Work to complete: What you return should be the lines from the first line of the records below through the line holding "pixel 848 50", unchanged.

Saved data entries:
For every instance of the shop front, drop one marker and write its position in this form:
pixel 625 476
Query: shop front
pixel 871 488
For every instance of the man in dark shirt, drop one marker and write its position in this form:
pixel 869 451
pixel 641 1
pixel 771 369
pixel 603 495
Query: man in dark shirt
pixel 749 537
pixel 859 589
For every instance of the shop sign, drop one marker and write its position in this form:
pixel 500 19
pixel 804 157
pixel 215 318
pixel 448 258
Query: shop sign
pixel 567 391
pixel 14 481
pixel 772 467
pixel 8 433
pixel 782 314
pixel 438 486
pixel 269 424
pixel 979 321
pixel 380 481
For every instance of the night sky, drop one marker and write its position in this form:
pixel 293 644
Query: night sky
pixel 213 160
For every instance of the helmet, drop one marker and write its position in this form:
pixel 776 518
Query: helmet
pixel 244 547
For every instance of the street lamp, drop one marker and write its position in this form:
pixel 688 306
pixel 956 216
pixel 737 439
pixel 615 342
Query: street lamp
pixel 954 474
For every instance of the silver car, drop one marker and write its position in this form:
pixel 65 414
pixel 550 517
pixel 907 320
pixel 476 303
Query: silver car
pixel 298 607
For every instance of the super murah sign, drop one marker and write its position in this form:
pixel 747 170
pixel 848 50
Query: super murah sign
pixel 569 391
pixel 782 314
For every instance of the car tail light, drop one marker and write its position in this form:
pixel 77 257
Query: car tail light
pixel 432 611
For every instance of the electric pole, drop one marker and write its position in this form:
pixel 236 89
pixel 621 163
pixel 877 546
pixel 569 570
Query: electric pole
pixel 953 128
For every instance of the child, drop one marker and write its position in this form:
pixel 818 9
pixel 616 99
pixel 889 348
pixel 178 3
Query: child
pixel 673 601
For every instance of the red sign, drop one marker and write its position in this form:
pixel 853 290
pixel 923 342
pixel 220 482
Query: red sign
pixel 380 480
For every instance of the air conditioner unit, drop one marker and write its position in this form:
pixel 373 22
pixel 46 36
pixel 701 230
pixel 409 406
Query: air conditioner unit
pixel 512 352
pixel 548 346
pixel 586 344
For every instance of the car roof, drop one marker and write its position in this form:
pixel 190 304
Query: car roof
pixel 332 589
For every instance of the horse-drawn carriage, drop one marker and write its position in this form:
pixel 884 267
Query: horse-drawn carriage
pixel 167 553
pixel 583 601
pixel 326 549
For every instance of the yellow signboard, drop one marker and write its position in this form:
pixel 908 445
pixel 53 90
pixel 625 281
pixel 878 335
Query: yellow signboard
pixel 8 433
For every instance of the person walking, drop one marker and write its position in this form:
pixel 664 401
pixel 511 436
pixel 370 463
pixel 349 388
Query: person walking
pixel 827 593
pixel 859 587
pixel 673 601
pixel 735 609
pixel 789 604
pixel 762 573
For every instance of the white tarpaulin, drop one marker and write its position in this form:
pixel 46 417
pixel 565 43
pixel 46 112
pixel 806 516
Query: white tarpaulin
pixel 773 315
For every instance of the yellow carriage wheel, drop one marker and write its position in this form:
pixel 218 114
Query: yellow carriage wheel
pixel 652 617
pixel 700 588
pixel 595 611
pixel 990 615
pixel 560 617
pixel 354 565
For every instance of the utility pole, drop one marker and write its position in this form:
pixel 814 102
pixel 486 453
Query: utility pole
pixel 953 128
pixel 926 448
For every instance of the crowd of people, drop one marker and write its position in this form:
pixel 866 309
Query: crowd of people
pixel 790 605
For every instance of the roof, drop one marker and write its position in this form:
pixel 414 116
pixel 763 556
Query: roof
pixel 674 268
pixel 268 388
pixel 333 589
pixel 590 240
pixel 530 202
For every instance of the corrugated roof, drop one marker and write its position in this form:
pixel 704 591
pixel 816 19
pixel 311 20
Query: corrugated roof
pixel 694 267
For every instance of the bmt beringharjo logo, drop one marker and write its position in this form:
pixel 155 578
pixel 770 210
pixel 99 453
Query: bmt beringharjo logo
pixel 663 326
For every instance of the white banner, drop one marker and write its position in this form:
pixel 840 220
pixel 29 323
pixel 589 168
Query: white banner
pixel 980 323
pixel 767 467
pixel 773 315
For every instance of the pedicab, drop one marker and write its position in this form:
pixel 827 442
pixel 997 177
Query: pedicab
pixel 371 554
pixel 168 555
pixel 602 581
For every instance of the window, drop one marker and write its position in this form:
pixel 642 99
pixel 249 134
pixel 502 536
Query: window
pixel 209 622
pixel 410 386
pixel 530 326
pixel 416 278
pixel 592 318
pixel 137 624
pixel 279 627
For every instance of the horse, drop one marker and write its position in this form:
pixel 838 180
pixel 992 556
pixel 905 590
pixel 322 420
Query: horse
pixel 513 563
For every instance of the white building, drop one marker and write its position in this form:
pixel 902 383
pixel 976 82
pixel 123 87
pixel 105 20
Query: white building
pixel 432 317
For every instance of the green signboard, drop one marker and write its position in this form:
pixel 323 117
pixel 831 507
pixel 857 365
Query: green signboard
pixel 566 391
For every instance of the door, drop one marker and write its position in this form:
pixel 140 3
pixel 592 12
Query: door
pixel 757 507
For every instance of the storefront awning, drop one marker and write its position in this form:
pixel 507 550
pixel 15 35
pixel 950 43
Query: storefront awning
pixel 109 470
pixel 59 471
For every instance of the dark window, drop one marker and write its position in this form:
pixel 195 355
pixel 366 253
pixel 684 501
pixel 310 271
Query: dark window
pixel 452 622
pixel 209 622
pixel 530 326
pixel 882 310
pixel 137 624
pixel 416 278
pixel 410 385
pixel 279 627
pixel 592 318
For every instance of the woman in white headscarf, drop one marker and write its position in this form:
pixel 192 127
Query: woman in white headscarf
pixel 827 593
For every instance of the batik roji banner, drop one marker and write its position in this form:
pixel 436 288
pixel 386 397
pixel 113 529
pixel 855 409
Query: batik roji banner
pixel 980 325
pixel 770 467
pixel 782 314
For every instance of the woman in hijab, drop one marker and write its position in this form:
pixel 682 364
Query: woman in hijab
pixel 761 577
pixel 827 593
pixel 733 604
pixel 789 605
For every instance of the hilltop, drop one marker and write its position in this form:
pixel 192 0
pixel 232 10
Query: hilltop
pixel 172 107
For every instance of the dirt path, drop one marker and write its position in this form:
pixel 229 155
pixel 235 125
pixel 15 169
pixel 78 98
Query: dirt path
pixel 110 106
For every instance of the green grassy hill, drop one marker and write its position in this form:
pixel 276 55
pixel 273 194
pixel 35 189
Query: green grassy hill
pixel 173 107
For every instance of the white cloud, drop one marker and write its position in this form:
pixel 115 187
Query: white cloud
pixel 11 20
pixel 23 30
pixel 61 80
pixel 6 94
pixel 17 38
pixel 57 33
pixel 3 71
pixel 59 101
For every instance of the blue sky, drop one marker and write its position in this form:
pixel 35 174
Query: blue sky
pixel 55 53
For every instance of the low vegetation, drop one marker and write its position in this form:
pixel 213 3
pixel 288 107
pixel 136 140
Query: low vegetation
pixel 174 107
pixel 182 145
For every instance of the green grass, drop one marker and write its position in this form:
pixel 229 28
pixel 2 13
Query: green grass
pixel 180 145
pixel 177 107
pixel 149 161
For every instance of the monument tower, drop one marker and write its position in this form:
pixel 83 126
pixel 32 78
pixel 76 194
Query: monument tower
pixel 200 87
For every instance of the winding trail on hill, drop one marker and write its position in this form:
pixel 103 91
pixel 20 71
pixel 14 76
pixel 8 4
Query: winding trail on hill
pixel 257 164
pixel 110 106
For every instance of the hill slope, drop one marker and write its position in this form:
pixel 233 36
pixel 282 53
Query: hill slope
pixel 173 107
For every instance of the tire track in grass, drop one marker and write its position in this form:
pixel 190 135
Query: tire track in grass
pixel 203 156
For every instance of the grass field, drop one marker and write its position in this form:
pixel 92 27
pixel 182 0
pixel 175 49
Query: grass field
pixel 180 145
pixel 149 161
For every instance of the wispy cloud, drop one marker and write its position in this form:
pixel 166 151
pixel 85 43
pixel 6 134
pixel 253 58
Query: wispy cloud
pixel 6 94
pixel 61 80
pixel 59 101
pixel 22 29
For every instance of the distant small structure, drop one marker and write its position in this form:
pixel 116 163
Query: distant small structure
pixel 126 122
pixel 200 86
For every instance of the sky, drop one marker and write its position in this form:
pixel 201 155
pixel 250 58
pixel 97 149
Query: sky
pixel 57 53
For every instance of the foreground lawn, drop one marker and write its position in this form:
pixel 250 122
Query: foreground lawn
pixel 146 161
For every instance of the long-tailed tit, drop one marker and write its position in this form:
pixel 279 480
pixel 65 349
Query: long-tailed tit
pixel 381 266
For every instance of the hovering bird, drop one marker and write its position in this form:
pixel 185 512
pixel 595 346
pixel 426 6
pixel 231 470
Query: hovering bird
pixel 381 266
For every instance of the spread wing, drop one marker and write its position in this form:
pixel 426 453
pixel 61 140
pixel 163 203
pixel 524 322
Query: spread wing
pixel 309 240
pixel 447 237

Output for this exercise:
For every instance of the shop front, drop one marker and write its position in this form:
pixel 625 476
Query: shop front
pixel 871 488
For every instance of the man in dark shirt, drop one marker and write its position in this form:
pixel 869 451
pixel 641 1
pixel 771 369
pixel 603 495
Query: man in dark shirt
pixel 749 537
pixel 859 589
For every instance of the shop sign, drop one marker and write its position in this form:
pixel 500 19
pixel 804 157
pixel 215 318
pixel 448 258
Query: shop sign
pixel 567 391
pixel 14 481
pixel 772 467
pixel 8 433
pixel 782 314
pixel 438 486
pixel 269 424
pixel 979 321
pixel 380 481
For every instance of the night sky, drop one marker and write its position in this form:
pixel 293 644
Query: night sky
pixel 213 160
For every instance of the helmet, drop one marker and write its position in this form:
pixel 776 518
Query: helmet
pixel 244 547
For every instance of the street lamp, drop one marker and write its position in this form:
pixel 688 306
pixel 956 216
pixel 737 439
pixel 615 342
Query: street lamp
pixel 954 474
For every instance of the silver car, drop one marker and write its position in this form:
pixel 65 414
pixel 550 517
pixel 907 320
pixel 476 303
Query: silver car
pixel 298 607
For every instance of the super murah sign, drop one marker and write its position in this form:
pixel 747 170
pixel 848 50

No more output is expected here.